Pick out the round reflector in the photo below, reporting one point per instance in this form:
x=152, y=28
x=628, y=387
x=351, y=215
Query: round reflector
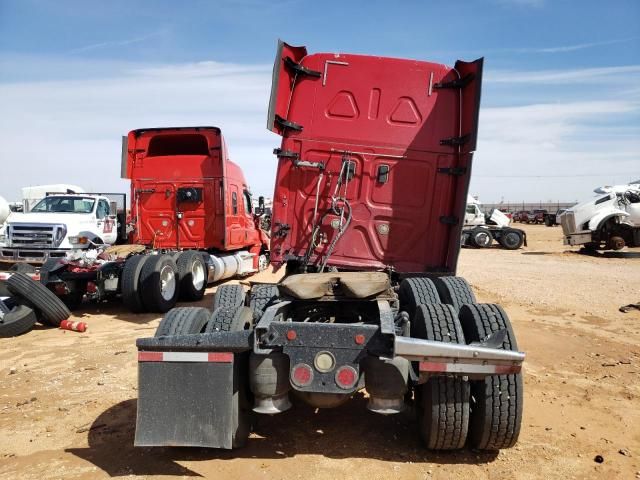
x=346, y=377
x=301, y=375
x=324, y=362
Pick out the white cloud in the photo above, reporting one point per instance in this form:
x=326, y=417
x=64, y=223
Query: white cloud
x=618, y=74
x=555, y=151
x=68, y=130
x=117, y=43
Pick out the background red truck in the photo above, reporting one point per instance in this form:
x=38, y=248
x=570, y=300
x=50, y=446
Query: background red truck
x=191, y=223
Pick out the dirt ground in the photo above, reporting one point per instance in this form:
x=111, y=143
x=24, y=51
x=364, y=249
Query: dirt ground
x=68, y=400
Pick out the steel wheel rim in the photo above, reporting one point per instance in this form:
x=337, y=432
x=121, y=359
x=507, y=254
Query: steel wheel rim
x=512, y=239
x=167, y=282
x=482, y=239
x=197, y=275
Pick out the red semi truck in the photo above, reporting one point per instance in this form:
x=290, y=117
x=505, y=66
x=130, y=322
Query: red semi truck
x=368, y=208
x=191, y=223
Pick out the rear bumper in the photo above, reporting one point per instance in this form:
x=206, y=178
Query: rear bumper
x=18, y=255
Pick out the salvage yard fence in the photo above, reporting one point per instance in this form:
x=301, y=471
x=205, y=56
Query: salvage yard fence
x=511, y=207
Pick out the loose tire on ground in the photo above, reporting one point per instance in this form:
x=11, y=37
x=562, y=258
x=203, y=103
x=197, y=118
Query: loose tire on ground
x=192, y=271
x=159, y=283
x=454, y=291
x=260, y=297
x=481, y=237
x=417, y=291
x=17, y=321
x=23, y=268
x=511, y=239
x=49, y=266
x=183, y=321
x=49, y=307
x=228, y=296
x=130, y=283
x=496, y=401
x=236, y=319
x=443, y=401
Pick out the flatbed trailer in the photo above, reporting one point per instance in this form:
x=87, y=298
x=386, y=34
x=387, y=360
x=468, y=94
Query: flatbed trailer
x=370, y=193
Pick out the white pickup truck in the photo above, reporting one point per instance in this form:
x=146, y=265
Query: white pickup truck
x=608, y=221
x=480, y=230
x=59, y=223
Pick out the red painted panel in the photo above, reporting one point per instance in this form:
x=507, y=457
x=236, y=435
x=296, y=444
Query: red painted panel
x=373, y=112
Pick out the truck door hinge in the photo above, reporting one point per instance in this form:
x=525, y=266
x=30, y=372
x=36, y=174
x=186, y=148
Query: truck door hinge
x=449, y=219
x=455, y=171
x=283, y=230
x=455, y=141
x=278, y=152
x=299, y=69
x=287, y=124
x=458, y=83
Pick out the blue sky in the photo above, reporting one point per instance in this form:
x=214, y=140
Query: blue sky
x=561, y=99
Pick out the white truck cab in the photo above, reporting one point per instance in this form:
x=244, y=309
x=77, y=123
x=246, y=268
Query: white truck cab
x=610, y=220
x=59, y=223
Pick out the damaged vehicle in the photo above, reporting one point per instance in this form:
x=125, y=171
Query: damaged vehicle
x=610, y=221
x=368, y=208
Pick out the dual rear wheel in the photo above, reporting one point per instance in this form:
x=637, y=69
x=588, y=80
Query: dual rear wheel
x=453, y=411
x=154, y=283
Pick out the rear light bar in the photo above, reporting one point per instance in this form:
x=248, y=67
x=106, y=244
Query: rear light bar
x=301, y=375
x=346, y=377
x=214, y=357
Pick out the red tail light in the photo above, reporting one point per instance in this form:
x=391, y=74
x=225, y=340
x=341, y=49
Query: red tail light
x=346, y=377
x=301, y=375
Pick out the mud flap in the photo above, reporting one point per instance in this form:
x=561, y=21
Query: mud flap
x=192, y=403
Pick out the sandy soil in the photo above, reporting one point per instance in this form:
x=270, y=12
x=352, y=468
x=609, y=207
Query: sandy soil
x=68, y=400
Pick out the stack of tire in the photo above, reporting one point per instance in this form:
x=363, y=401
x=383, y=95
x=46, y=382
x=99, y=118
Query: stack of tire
x=30, y=302
x=154, y=283
x=483, y=414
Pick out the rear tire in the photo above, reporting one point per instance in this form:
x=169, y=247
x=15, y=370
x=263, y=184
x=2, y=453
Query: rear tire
x=235, y=320
x=260, y=297
x=443, y=401
x=230, y=319
x=228, y=296
x=496, y=401
x=159, y=283
x=454, y=291
x=131, y=296
x=192, y=272
x=38, y=297
x=17, y=321
x=417, y=291
x=183, y=321
x=511, y=239
x=481, y=237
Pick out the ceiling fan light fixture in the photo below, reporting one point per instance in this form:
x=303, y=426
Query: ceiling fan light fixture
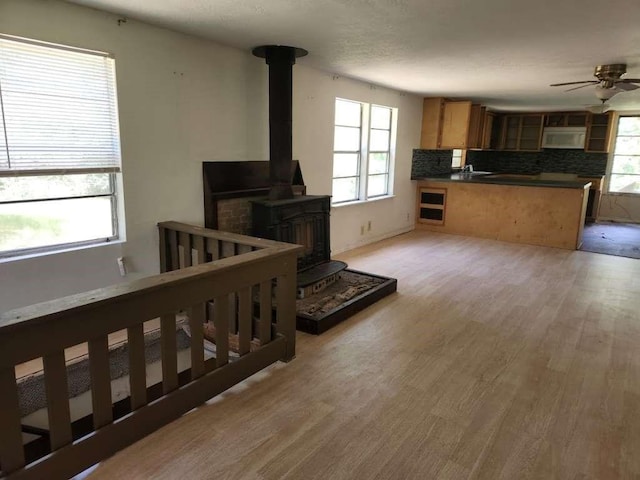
x=600, y=108
x=605, y=93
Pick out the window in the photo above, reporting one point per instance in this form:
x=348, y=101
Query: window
x=363, y=146
x=59, y=147
x=625, y=169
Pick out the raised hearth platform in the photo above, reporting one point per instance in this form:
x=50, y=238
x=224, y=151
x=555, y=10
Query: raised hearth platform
x=354, y=292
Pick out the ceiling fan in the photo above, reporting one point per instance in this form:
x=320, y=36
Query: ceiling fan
x=608, y=83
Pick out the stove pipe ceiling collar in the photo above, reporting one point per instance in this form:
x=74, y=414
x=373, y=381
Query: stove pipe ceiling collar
x=280, y=60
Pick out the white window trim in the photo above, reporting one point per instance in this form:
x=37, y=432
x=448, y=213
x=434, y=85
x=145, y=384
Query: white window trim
x=363, y=166
x=612, y=147
x=112, y=168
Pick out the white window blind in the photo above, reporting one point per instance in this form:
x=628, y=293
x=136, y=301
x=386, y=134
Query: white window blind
x=59, y=111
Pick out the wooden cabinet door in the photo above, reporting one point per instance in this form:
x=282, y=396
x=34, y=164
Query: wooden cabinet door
x=455, y=124
x=598, y=131
x=476, y=122
x=487, y=130
x=431, y=123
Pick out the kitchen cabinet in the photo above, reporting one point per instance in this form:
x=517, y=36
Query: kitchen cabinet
x=446, y=124
x=476, y=126
x=455, y=124
x=598, y=132
x=431, y=123
x=487, y=130
x=522, y=132
x=566, y=119
x=431, y=205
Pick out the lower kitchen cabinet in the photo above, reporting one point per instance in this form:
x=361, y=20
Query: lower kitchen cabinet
x=432, y=205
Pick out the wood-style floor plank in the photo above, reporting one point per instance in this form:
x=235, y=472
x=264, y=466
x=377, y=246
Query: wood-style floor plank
x=493, y=361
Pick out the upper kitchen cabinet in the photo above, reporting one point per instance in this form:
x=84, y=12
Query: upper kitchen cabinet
x=522, y=131
x=431, y=123
x=487, y=133
x=449, y=124
x=566, y=119
x=455, y=124
x=598, y=132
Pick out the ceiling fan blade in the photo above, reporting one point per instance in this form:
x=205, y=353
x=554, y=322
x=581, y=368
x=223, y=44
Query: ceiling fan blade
x=626, y=86
x=573, y=83
x=581, y=86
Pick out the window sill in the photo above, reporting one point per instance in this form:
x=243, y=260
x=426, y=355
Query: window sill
x=44, y=253
x=623, y=194
x=361, y=202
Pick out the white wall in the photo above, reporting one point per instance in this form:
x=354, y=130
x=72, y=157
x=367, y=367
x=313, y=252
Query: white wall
x=182, y=101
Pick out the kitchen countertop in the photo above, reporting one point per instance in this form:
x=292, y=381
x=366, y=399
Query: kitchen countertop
x=547, y=180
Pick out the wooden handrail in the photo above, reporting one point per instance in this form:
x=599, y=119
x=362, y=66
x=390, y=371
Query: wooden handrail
x=239, y=287
x=223, y=236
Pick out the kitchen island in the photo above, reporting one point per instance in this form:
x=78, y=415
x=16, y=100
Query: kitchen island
x=520, y=209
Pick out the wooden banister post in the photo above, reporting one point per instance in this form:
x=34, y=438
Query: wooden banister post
x=286, y=305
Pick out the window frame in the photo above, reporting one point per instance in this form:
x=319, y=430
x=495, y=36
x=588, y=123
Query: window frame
x=610, y=171
x=46, y=168
x=364, y=173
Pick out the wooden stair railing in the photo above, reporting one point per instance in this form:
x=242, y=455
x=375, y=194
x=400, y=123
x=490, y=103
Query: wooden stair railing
x=230, y=269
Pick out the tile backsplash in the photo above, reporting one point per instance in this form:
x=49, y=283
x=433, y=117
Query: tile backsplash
x=436, y=162
x=548, y=160
x=430, y=162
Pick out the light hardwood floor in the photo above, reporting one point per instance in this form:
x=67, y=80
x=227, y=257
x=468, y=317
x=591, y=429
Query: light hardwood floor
x=493, y=361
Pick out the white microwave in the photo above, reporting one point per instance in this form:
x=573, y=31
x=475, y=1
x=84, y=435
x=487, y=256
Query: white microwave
x=564, y=137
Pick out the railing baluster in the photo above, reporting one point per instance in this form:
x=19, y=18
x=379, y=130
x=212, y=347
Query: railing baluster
x=213, y=247
x=185, y=241
x=169, y=350
x=228, y=249
x=137, y=366
x=174, y=251
x=196, y=321
x=233, y=314
x=199, y=246
x=244, y=320
x=56, y=387
x=11, y=451
x=100, y=381
x=162, y=234
x=265, y=312
x=221, y=322
x=286, y=308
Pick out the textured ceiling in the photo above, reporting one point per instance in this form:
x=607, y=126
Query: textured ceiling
x=503, y=53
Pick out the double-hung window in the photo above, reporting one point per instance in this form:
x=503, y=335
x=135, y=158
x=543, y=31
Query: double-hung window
x=59, y=147
x=625, y=169
x=364, y=143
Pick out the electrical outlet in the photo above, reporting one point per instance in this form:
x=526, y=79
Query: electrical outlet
x=122, y=266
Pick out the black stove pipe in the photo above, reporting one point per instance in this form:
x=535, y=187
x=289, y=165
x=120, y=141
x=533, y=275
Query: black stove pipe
x=280, y=60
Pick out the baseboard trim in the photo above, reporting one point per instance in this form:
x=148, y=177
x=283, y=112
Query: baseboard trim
x=373, y=239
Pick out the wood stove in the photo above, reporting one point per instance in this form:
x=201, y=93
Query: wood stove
x=303, y=220
x=283, y=216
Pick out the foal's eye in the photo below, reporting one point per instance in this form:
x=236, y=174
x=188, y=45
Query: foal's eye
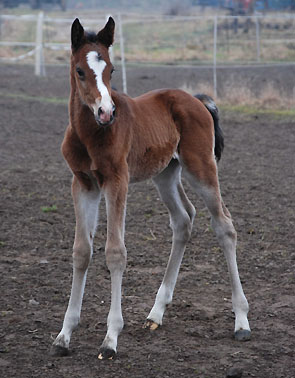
x=80, y=73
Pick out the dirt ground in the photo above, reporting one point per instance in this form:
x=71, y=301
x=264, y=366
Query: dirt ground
x=196, y=339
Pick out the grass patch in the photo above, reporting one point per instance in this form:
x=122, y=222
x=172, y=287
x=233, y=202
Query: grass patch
x=255, y=110
x=49, y=100
x=49, y=209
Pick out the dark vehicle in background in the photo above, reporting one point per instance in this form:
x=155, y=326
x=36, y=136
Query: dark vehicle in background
x=35, y=4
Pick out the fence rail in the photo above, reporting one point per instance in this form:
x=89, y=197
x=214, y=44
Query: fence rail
x=215, y=37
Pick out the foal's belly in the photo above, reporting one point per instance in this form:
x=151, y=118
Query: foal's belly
x=150, y=162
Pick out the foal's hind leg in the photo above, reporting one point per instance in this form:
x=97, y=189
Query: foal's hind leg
x=86, y=209
x=203, y=178
x=182, y=214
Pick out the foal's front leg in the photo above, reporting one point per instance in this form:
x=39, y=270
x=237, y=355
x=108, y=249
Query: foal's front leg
x=115, y=195
x=86, y=204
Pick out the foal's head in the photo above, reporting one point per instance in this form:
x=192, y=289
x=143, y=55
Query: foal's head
x=92, y=69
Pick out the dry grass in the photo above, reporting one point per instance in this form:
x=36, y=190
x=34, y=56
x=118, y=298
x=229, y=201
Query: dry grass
x=268, y=97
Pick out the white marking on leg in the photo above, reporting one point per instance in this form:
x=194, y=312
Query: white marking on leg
x=226, y=236
x=86, y=208
x=98, y=67
x=168, y=185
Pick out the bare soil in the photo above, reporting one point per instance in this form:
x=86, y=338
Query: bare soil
x=196, y=339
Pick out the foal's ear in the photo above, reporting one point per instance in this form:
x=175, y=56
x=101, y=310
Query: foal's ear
x=77, y=34
x=106, y=35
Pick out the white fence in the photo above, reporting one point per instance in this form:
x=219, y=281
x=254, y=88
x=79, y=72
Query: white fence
x=216, y=38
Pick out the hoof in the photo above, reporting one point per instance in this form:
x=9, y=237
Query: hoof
x=151, y=325
x=242, y=335
x=106, y=354
x=59, y=351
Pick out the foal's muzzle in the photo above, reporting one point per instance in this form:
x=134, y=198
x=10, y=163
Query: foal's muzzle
x=104, y=118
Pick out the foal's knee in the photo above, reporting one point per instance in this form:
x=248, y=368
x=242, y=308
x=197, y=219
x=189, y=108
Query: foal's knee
x=81, y=255
x=224, y=230
x=182, y=228
x=116, y=257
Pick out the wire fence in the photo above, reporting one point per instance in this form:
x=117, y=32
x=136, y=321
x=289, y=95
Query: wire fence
x=196, y=40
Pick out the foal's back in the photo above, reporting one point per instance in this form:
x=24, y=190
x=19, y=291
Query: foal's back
x=162, y=123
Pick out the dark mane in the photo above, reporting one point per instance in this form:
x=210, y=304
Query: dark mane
x=91, y=37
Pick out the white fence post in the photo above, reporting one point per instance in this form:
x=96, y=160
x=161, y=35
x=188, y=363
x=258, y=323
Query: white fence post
x=214, y=58
x=39, y=56
x=122, y=55
x=111, y=51
x=257, y=39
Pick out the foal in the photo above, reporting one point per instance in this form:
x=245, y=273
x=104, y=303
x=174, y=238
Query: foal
x=112, y=140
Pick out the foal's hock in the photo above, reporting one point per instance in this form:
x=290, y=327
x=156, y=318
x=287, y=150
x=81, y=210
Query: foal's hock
x=113, y=140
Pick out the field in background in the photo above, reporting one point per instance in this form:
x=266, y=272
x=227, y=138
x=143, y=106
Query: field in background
x=180, y=41
x=169, y=40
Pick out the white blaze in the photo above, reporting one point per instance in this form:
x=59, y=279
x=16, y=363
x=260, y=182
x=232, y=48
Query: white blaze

**About this exercise**
Look above for the line with "Pick out the foal's belly" and the line with "x=39, y=270", and reproduce exactly those two lines plus every line between, nothing more.

**Task solution**
Pick out the foal's belly in the photo above, reporting one point per instance in this form:
x=151, y=118
Query: foal's belly
x=150, y=162
Pick out the foal's hind leg in the photo above, reporting one point per instance in this form:
x=97, y=189
Query: foal's hind leg
x=86, y=209
x=203, y=178
x=182, y=214
Pick out the foal's front leg in the photo above, reporting one point per instance in this form:
x=39, y=270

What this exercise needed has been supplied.